** start TASK DATA **

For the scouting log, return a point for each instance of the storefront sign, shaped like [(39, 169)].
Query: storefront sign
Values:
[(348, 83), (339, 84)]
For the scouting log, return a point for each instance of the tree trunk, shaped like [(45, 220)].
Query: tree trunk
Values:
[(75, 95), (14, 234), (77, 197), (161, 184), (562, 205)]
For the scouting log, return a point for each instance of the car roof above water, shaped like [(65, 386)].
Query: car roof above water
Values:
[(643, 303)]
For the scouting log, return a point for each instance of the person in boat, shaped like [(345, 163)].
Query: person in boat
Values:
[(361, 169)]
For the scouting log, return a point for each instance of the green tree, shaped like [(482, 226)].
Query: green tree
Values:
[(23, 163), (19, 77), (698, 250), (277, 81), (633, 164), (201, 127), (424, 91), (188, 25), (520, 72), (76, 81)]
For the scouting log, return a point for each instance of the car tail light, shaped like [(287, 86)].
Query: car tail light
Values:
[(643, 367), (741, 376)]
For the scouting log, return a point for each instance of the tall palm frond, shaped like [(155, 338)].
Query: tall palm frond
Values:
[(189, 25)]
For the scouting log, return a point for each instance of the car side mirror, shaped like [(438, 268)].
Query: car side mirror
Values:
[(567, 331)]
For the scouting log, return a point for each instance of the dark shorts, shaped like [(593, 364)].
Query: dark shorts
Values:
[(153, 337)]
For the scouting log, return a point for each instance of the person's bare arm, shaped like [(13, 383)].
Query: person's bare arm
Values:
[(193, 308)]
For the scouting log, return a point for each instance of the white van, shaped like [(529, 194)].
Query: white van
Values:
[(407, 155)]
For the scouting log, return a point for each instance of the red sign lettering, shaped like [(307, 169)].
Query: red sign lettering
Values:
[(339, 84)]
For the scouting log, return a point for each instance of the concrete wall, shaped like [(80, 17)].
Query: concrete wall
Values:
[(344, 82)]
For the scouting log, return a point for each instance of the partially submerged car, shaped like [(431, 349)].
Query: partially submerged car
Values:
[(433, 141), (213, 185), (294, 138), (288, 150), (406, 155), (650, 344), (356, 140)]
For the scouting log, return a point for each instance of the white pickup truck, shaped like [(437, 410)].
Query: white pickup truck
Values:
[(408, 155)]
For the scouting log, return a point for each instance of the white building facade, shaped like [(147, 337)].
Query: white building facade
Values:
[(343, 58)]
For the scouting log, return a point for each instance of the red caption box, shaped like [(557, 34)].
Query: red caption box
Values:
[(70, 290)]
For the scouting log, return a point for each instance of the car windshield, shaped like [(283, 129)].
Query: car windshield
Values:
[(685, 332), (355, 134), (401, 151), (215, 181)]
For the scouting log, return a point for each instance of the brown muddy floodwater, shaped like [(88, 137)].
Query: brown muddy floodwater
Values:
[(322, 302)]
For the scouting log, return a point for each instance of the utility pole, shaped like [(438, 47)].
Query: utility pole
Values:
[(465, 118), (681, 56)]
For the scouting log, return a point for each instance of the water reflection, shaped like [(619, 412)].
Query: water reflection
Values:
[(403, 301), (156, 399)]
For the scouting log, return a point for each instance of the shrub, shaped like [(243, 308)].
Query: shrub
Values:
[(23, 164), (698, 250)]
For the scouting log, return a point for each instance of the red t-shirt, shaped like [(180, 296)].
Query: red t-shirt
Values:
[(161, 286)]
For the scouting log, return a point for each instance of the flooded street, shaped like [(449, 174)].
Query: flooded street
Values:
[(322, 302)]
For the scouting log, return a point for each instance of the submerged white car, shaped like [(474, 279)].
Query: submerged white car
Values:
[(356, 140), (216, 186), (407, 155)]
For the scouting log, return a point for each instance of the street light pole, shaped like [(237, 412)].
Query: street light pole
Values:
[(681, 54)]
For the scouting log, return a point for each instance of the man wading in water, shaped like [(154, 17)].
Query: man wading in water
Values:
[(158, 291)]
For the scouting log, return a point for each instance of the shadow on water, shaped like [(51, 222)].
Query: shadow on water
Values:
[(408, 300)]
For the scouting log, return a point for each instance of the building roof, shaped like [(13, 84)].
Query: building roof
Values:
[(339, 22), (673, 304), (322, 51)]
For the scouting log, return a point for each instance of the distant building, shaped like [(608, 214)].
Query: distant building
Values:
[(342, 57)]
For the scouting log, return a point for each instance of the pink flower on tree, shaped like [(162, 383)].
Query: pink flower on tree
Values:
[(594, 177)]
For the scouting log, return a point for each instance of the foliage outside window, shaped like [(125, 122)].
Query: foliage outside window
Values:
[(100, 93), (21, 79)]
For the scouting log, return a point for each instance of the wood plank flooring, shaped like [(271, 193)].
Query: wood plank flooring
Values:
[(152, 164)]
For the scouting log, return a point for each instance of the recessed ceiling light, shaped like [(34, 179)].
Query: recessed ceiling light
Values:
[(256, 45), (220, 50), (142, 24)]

** end TASK DATA **

> DIRECTIVE: Copy all the records again, substituting "survey log" for every occurrence of "scouting log" and leaving everything else unchanged.

> TASK SOLUTION:
For the survey log, return a point for each instance of the storefront sign, shaped like [(39, 169)].
Query: storefront sign
Values:
[(348, 83), (339, 84)]
For the survey log, return a point for each instance of the tree trunk, shaped like [(45, 220)].
Query: tree trunk
Values:
[(75, 95), (14, 234), (77, 197), (161, 184), (562, 205)]
For the survey log, return a point for each instance of the car roof above water, shaped like [(65, 386)].
Query: car roof above water
Values:
[(643, 303)]
For the survey log, return a point for each instance of the person in boat, shaped like [(345, 163)].
Query: person in boat
Values:
[(361, 169)]
For the survey log, return a point for each instance of the green tree, shaped like [(482, 226)].
Query: green tree
Values:
[(23, 163), (19, 77), (698, 250), (277, 81), (633, 164), (201, 127), (424, 91), (188, 25), (520, 72), (76, 81)]
For the survey log, return a point for each instance of the car tail light, shaped like [(287, 86)].
Query: car tail light
Values:
[(643, 367), (741, 376)]
For the survey log, return a point for each instance of the tall palm frond, shaped like [(155, 338)].
Query: tall palm frond
Values:
[(189, 25)]
For the survey log, return a point for each instance of the car side mirror, shaped like [(438, 268)].
Query: car side mirror
Values:
[(567, 331)]
For the survey log, return a point for each instance of the dark shorts, shaped like [(593, 364)].
Query: dark shorts
Values:
[(153, 337)]
For the survey log, return a point for each instance of the person's bare arm, shaped like [(13, 383)].
Query: person's bare arm
Values:
[(193, 308)]
For the survey log, return a point for each instance of the white van, shaped like [(529, 194)].
Query: white van
Values:
[(407, 155)]
For the survey log, return a point for each instance of the red sign lettering, shaped like [(307, 169)].
Query: red sign lettering
Values:
[(339, 84)]
For the survey log, return a point for each instance of the concrete wall, shaped like [(80, 17)].
Query: concrete wall
Values:
[(344, 82)]
For the survey log, return a point for each instance of the partially submerged car, shaped like [(431, 349)].
Query: partially submerged car
Values:
[(433, 141), (213, 185), (294, 138), (288, 150), (406, 155), (650, 344), (356, 140)]
For the survey log, return a point for each instance of the white pickup truck, shaped like [(437, 410)].
Query: white pickup truck
Values:
[(408, 155)]
For the survey log, return a point for each instance of the white building facade, shaped like [(147, 337)].
Query: white building facade
Values:
[(343, 58)]
For the survey log, return a point for each instance of the red caption box, shaped like [(557, 34)].
Query: red caption box
Values:
[(70, 290)]
For the survey log, return a point for each instance of the car windshield, shaped like [(283, 129)].
Query: car windshield
Values:
[(685, 332), (355, 134), (401, 151), (215, 181)]
For the survey log, return a point for each instance of the brown muddy floodwater, shaped like [(88, 137)].
Query: brown muddy floodwater
Values:
[(322, 302)]
For the survey log, return a point for each instance of the utility pole, shaped like [(438, 47)].
Query: utility pole
Values:
[(465, 118), (681, 56)]
For the survey log, return a point for each instance of the water reflection, shaped like [(619, 412)].
Query: water reflection
Values:
[(403, 301), (156, 399)]
For the survey log, return a point for each instance of the shrub, shaped like [(243, 308)].
Query: shrub
Values:
[(23, 164), (698, 250)]
For the survey log, return a point for each instance of the red t-shirt, shaped like [(180, 296)].
Query: red t-shirt
Values:
[(161, 286)]
For the survey log, return a point for each instance of the flooded street, shaped like [(449, 174)].
Query: flooded street
Values:
[(322, 302)]
For the survey log, return a point for each instance of the submerged white car, shaped like [(474, 279)].
Query: submerged white car
Values:
[(356, 140), (216, 186), (407, 155)]
For the survey log, return a point for each instance of the street light pole, shaped like [(237, 412)].
Query: street light pole
Values:
[(681, 54)]
For the survey log, return a point for each instance of the man wading in water, shaped like [(154, 17)].
Query: man wading in water
Values:
[(158, 291)]
For the survey log, return a point for each instance of the shadow on water, shaped like [(51, 222)].
Query: shadow on water
Values:
[(408, 300)]
For the survey log, return a point for each instance of the building roof, shaped like [(13, 84)].
Query: building roof
Values:
[(339, 22), (673, 304), (322, 51)]
For the survey log, return a point for each instance of the distant building, shaped like [(608, 214)].
Query: distant building
Values:
[(342, 57)]
For the survey log, return a point for each instance of the pink flower on tree, shaped like [(162, 383)].
Query: pink flower on tree
Values:
[(594, 177)]
For the survey log, return a point for each instance of the foliage outside window, shaped like [(125, 122)].
Query: foliage outside window
Values:
[(100, 93), (21, 79)]
For the survey log, return a point for each instance of the wood plank flooring, shaped like [(271, 193)].
Query: wood plank flooring
Values:
[(152, 164)]
For the survey log, return a point for each instance of the recessed ceiling light, shaped like [(34, 179)].
Query: recessed ceiling light
Values:
[(256, 45), (220, 50), (142, 24)]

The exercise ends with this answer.